Work to complete: Please repeat every line of the records below word for word, leaving out the pictures.

(Dataset items)

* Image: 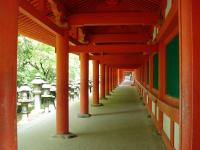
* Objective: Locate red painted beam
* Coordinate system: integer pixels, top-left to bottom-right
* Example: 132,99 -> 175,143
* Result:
67,12 -> 159,26
99,58 -> 147,65
69,44 -> 158,53
90,55 -> 149,63
89,34 -> 151,43
19,0 -> 64,35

Written answer:
* Image: 
* Objective: Locate red painted beam
* Coordinate system: integer pixels, top-left to bottom-right
* Example: 132,99 -> 175,143
* Result:
67,12 -> 159,26
99,58 -> 147,65
69,44 -> 158,53
90,55 -> 149,63
89,34 -> 151,43
19,0 -> 64,35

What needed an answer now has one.